> **EXTRACT PROVIDED**:
*-*-*

• Column storage format easier to run analytics on columns (features)
  • Works well with Hadoop, Spark and Hive

For example, say you have an S3 with Parquet files then you could use AWS Glue to catalog the Parquet files then you could use Amazon Athena to run queries on these files. Athena allows you to analyze data directly in S3 using SQL

Compression and encoding

  • Compress pages with Snappy and Gzip
  • Encodes data representation with Run-Length encoding (RLE) and Dictionary encoding

RLE

Example: “AAAAAA” becomes “A, 6”

Dictionary encoding

Example: It creates a dictionary of categorical data in a column then it replaces those values with ints

Schema Evolution?

When adding a new column, it only adds that column to pages that needed. All other pages remain the same. Then when joining, if a column doesn’t exist in a page then Parquet engines (eg: Spark, Hive, BigQuery) return NULL instead of breaking the query (cool!)

Read and write Parquet files

With Pandas

import pandas as pd
 
# Sample DataFrame
data = {
    "Name": ["Alice", "Bob", "Charlie"],
    "Age": [25, 30, 35],
    "City": ["New York", "Los Angeles", "Chicago"]
}
df = pd.DataFrame(data)
 
# Write to Parquet file
df.to_parquet("data.parquet", engine="pyarrow", index=False)
 
# Read a Parquet file
df = pd.read_parquet("data.parquet")

Check amount of memory allocated

import pyarrow as pa
 
pool = pa.default_memory_pool()
pool.bytes_allocated()
pool.max_memory()

*-*-*

> **DO THIS**: Extract the passage of the Parquet notes from "# Write to Parquet" to "pool = pa.default_memory_pool()", copying it word for word.

> **DATA EXCERPTS**:
*-*-*

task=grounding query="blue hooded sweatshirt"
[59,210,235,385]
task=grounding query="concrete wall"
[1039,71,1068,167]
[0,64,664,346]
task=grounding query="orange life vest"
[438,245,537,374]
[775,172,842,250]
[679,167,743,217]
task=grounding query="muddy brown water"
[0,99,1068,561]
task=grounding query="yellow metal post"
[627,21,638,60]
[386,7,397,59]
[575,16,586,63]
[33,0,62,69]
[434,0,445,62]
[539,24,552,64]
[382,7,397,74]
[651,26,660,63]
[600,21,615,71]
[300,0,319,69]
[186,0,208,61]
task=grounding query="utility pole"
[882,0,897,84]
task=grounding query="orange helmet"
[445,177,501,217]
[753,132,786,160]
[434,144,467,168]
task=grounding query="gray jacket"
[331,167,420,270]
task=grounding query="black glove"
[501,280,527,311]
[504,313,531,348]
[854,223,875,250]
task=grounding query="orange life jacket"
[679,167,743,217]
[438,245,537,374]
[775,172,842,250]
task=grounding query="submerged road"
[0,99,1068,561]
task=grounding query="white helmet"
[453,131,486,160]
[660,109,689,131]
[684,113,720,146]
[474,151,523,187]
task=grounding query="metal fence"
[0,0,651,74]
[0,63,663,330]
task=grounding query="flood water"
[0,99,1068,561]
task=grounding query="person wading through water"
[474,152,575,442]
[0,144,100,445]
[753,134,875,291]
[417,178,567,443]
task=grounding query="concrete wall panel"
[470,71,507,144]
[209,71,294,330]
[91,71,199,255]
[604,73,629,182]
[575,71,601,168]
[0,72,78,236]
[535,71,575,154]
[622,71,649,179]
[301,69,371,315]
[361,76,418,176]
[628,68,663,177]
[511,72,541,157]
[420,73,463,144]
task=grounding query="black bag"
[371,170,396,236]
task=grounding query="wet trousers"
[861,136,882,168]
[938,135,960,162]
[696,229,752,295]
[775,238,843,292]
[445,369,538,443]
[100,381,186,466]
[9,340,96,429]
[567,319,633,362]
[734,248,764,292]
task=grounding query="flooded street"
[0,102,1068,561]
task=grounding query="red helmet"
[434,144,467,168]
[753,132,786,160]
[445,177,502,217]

*-*-*

> **TASK OUTPUT**:
# Write to Parquet file
df.to_parquet("data.parquet", engine="pyarrow", index=False)
 
# Read a Parquet file
df = pd.read_parquet("data.parquet")

Check amount of memory allocated

import pyarrow as pa
 
pool = pa.default_memory_pool()